→ Provided text:
━━━━━━━━━━

A Sudanese legal committee is preparing complaints to the International Criminal Court, the UN Security Council and the US Congress over alleged Egyptian involvement in drone strikes that have hit civilian areas across Darfur, Sudanese sources said.
The sources said the committee includes Sudanese lawyers and rights advocates and is compiling what it describes as evidence that Turkish-made Bayraktar Akinci drones were used in repeated strikes on Nyala, Zalingei, El Geneina and El Daein.
The allegations come after Reuters reported in February that satellite images showed a Bayraktar Akinci drone at East Oweinat airport in southwestern Egypt, near the Sudanese border. Reuters said three military experts confirmed the drone in the images was an Akinci UCAV. The same report said Egypt has given strong political backing to General al-Burhan’s SAF, while Cairo denied RSF accusations that it was involved in airstrikes inside Sudan.

━━━━━━━━━━

→ Dataset content:
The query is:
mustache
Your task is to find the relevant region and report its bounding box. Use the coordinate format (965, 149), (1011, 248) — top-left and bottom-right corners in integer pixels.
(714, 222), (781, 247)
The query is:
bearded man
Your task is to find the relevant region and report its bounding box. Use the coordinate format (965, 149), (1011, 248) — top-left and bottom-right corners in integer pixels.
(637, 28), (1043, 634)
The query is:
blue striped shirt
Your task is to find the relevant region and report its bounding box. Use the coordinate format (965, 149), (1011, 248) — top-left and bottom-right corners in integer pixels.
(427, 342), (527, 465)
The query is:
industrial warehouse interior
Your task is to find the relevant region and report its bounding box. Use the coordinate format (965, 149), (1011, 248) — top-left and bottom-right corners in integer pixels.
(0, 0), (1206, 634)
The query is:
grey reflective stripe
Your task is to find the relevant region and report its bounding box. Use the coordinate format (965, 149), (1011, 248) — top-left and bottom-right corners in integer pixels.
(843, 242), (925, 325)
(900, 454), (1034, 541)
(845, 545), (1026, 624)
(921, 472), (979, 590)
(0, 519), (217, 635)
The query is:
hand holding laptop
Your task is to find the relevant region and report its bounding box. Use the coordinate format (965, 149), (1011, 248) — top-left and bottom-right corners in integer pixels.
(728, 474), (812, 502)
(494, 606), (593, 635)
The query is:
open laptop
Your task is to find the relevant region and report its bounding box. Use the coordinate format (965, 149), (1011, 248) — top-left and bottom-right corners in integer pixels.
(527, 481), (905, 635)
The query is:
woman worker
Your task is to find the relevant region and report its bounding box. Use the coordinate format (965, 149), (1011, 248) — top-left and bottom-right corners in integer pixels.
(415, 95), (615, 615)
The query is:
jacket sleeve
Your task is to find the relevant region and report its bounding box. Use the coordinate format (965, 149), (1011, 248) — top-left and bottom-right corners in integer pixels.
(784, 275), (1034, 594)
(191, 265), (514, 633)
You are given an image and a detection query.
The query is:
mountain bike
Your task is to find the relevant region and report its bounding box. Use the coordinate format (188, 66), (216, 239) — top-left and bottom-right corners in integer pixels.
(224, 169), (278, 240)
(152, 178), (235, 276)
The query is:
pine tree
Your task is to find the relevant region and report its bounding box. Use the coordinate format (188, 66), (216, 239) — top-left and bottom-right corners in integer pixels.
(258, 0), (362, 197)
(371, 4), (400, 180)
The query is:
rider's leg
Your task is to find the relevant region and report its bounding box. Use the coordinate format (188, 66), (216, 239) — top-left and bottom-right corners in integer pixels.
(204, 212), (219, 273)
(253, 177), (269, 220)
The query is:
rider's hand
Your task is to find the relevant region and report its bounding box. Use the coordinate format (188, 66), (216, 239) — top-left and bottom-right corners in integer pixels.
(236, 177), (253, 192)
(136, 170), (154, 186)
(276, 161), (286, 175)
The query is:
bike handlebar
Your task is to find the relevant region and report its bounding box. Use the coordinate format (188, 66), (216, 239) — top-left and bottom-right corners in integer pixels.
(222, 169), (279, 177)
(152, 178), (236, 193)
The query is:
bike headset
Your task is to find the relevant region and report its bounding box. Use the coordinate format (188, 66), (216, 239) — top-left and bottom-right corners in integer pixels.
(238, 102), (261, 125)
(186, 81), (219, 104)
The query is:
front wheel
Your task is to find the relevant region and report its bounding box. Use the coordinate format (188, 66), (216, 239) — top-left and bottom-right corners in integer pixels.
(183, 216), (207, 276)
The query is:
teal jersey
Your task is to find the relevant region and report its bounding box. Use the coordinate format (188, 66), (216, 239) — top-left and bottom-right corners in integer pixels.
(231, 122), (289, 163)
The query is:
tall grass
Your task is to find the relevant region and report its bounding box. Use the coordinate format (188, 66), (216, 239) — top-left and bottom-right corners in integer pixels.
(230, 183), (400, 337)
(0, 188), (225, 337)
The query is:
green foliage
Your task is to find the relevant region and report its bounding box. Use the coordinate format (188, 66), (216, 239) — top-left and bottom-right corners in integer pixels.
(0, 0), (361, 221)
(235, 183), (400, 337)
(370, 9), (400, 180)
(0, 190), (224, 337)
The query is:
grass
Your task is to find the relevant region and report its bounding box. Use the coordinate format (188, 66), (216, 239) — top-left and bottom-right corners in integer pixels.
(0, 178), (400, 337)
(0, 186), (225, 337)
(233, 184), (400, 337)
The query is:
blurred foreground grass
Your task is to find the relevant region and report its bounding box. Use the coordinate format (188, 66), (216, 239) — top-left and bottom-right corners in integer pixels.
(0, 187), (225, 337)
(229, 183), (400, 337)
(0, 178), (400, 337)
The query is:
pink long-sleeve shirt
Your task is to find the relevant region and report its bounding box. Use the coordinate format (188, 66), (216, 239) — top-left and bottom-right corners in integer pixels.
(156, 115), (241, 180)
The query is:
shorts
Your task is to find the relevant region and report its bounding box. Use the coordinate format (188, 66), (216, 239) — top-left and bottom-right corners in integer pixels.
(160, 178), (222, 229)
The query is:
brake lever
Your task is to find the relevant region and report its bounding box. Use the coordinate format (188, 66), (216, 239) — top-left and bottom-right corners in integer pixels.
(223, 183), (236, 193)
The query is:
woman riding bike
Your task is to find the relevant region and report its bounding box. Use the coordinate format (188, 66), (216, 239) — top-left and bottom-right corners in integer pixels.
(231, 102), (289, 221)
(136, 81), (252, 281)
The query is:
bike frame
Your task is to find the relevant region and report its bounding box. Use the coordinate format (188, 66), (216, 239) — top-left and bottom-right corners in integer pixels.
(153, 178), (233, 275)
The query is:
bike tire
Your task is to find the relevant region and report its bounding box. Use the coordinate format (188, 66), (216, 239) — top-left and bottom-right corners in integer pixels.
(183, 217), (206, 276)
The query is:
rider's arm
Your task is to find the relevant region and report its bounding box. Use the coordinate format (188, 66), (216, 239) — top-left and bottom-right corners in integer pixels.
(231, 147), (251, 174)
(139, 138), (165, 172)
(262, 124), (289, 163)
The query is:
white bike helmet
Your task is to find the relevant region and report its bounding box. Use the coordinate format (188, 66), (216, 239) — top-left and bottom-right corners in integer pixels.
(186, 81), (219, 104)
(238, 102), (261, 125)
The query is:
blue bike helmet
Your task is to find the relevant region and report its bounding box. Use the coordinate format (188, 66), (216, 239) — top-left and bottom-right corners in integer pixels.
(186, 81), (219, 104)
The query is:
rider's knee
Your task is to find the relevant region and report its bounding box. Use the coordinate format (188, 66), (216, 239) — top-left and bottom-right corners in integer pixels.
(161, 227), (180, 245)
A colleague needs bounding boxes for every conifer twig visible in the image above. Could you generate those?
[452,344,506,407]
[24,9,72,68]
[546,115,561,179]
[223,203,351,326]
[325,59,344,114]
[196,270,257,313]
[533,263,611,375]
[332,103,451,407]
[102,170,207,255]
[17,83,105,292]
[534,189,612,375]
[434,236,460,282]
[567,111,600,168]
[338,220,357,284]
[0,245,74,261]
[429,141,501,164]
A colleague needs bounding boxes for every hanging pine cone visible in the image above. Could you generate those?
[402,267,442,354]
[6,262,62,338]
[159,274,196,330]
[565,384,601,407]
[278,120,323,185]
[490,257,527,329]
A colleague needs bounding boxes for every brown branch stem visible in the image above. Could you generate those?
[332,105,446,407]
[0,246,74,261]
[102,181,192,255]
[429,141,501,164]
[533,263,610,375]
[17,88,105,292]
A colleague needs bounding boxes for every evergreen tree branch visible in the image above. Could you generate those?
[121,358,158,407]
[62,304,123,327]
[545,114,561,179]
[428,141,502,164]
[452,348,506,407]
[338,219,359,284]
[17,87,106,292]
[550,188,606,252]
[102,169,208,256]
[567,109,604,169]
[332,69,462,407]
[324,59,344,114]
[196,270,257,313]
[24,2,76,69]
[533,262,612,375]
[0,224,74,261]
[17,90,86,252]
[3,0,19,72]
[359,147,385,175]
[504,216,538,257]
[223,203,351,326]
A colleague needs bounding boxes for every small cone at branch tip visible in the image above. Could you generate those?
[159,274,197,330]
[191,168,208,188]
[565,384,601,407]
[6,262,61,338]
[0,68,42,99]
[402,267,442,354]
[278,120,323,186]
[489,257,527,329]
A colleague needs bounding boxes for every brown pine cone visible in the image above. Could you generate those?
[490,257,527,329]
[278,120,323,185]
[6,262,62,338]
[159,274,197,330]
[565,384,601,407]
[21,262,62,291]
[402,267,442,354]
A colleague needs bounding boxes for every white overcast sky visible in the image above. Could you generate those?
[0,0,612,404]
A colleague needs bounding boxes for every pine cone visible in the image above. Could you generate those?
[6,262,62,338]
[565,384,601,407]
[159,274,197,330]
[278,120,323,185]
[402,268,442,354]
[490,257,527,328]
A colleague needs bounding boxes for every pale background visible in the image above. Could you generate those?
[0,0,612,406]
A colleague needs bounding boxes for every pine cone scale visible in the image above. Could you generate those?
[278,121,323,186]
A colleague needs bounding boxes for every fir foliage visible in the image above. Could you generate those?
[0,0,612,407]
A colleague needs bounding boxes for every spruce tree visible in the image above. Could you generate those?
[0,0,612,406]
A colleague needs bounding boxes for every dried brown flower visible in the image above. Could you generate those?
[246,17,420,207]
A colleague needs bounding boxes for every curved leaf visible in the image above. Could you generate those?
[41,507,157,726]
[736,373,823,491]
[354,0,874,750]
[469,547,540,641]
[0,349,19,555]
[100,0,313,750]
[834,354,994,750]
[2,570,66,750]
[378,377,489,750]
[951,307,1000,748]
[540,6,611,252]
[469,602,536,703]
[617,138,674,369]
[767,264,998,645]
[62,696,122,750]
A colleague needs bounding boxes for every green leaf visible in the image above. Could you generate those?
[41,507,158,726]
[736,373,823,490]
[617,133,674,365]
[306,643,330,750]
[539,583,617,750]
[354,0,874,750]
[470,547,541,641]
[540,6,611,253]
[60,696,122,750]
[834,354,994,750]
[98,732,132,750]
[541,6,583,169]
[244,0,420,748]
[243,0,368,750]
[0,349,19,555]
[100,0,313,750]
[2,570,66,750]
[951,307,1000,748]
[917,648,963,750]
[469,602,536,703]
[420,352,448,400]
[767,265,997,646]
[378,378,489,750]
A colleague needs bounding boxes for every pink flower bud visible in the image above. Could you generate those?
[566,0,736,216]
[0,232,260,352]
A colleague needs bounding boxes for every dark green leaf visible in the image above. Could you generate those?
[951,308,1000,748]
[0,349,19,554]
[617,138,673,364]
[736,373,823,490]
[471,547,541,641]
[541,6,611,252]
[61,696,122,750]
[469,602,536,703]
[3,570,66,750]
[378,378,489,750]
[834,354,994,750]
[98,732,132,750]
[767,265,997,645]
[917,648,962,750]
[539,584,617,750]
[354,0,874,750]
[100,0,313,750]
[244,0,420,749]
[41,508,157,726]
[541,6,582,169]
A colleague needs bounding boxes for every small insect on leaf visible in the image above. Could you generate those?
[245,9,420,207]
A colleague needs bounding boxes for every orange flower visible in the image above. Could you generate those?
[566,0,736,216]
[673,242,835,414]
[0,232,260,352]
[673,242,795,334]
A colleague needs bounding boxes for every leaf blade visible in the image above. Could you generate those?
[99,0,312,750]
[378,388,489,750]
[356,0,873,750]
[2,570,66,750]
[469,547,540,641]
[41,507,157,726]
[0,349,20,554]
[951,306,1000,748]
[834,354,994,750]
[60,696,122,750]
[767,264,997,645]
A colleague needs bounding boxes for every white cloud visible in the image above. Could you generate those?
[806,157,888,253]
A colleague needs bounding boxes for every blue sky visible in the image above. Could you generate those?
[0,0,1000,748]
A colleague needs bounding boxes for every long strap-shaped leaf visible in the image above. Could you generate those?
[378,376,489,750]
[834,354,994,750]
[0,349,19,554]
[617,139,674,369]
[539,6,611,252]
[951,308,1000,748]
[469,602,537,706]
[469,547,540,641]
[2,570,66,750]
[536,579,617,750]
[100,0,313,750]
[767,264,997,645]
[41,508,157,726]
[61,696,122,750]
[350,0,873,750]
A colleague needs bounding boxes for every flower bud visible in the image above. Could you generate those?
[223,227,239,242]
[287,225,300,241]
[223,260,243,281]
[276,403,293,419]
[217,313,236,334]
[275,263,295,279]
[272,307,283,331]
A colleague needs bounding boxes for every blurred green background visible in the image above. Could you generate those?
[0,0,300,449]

━━━━━━━━━━

→ Directions:
A) Answer each question from the news report on the Darfur drone strikes, with one answer per line marked (i), (ii) and (iii) like the questions.
(i) To which three bodies is the Sudanese legal committee preparing complaints?
(ii) Where was the Bayraktar Akinci drone seen in the satellite images Reuters reported on?
(iii) How many military experts confirmed that the drone in those images was an Akinci UCAV?
B) List every place that the news report on the Darfur drone strikes names as a target of the repeated strikes.
C) Write the next paragraph of the news report on the Darfur drone strikes, picking up after its final sentence.

→ Your responses:
A)
(i) The International Criminal Court, the UN Security Council and the US Congress.
(ii) At East Oweinat airport in southwestern Egypt, near the Sudanese border.
(iii) Three.

B) Nyala, Zalingei, El Geneina, El Daein

C)
According to the Sudanese sources, recent strikes launched from Egyptian territory targeted civilian infrastructure and residential areas, including El Daein Hospital, where dozens of civilians were killed. AP reported last month that a drone strike blamed on General al-Burhan’s SAF killed 70 people and knocked Al Daein Teaching Hospital out of service, leaving more than two million people without proper medical care.
Radio Dabanga reported this week that Nyala, now the administrative centre of the RSF-aligned Sudan Founding Alliance, or TASIS, has faced repeated drone attacks on military sites, markets, residential neighbourhoods and civilian facilities. Residents also reported fresh strikes in northern Nyala and drone attacks around Mellit in North Darfur.
From a TASIS-aligned perspective, the alleged Egyptian role is being framed not as a limited border-security operation, but as direct foreign intervention on behalf of General al-Burhan’s SAF after its battlefield losses in Darfur. Sources close to the matter said the legal file would argue that the strikes form part of a broader campaign to punish RSF-held areas and pressure the new TASIS administration in Nyala.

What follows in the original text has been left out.